● **Aim**: Substitute "example shape" for "sample shape" throughout the lines below, keeping everything else the same. Leave the pictures out of your answer.

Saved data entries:
↓

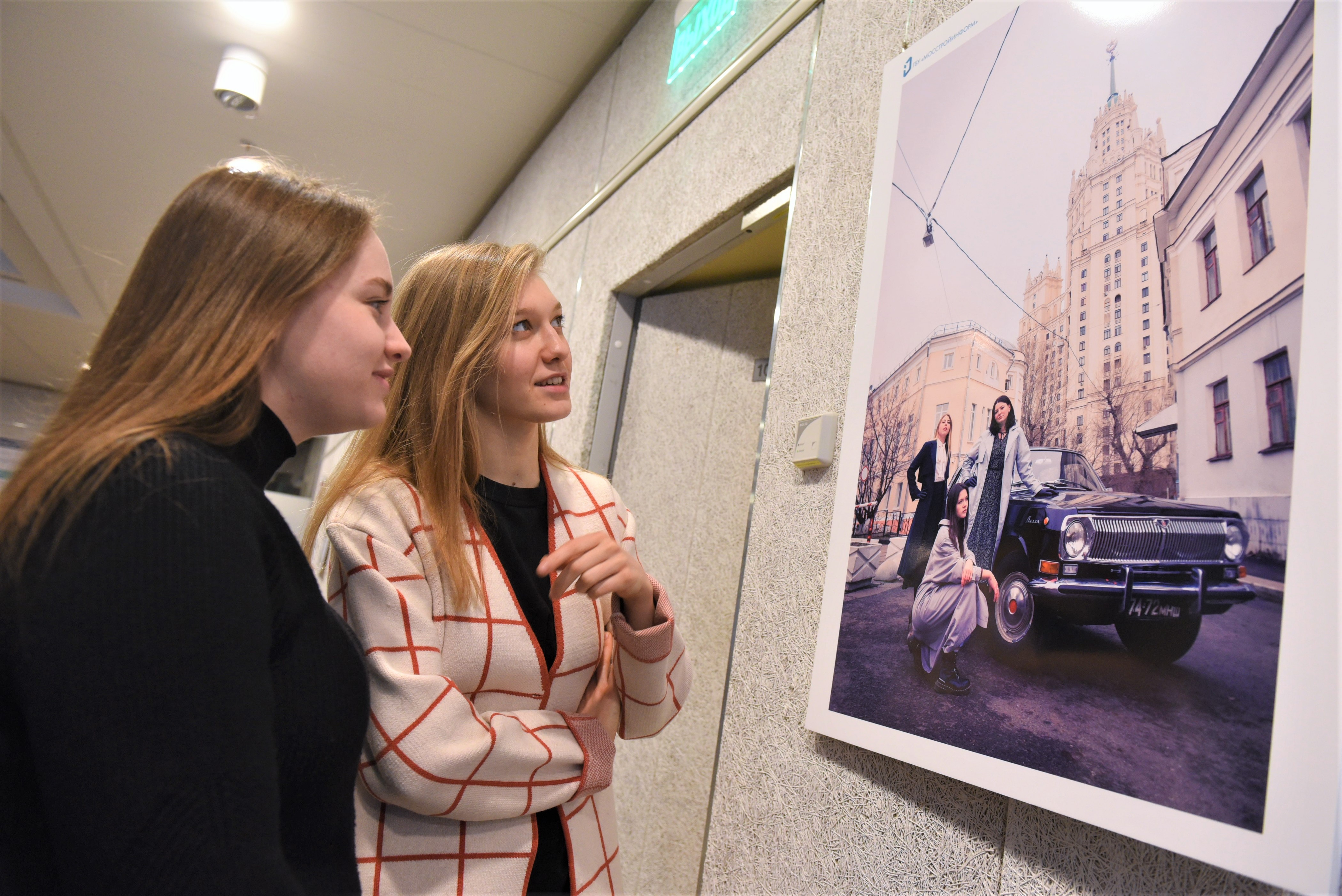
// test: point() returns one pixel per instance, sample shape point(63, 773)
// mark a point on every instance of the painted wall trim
point(761, 45)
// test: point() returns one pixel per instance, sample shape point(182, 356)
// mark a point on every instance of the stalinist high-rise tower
point(1112, 369)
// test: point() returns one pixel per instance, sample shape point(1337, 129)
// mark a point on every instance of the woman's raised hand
point(598, 565)
point(600, 699)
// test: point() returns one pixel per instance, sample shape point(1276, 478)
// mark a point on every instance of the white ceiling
point(108, 112)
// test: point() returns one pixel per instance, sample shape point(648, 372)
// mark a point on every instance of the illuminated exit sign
point(694, 33)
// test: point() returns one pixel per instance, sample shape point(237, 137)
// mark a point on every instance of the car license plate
point(1153, 608)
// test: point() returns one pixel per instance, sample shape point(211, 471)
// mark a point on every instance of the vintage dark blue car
point(1149, 567)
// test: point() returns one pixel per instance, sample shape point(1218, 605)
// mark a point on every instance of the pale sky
point(1006, 200)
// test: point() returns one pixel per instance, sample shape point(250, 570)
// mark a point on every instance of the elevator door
point(685, 465)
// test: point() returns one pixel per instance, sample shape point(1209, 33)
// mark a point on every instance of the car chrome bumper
point(1101, 601)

↑

● **Worked solution**:
// test: point() returns one pixel per instance, example shape point(63, 773)
// mark a point on every instance of the painted wall trim
point(761, 45)
// test: point() returns one pixel per instance, example shape point(182, 356)
// mark a point on every instance of the stalinist high-rise tower
point(1112, 369)
// test: point() returns one pixel per instance, example shape point(1337, 129)
// mark a point on every instance of the woman's raised hand
point(598, 565)
point(600, 699)
// test: point() returns one pixel per instance, example shape point(1276, 478)
// mark a point on every instance of the white ceiling
point(108, 112)
// test: point() returns one pixel per instance, example shape point(648, 372)
// mark a point on every instance of the illuminated exit sign
point(694, 33)
// test: point() returns one pixel per instance, example shape point(237, 137)
// mark a point on every instance of the car license plate
point(1153, 608)
// test: point() returns one pixel per instance, example shape point(211, 471)
// mark a point on every instance of the vintage dark blue car
point(1149, 567)
// test: point() returns one pixel per instance, example shape point(1218, 605)
// mark a point on every instance of the pale sky
point(1006, 200)
// test: point() returns one pixel per instance, example shape point(250, 570)
// mark a point on every instance of the elevator door
point(685, 465)
// test: point() returns one pixel per instance, example shape point(1209, 33)
// mark a point on every instance of the car chrome bumper
point(1101, 601)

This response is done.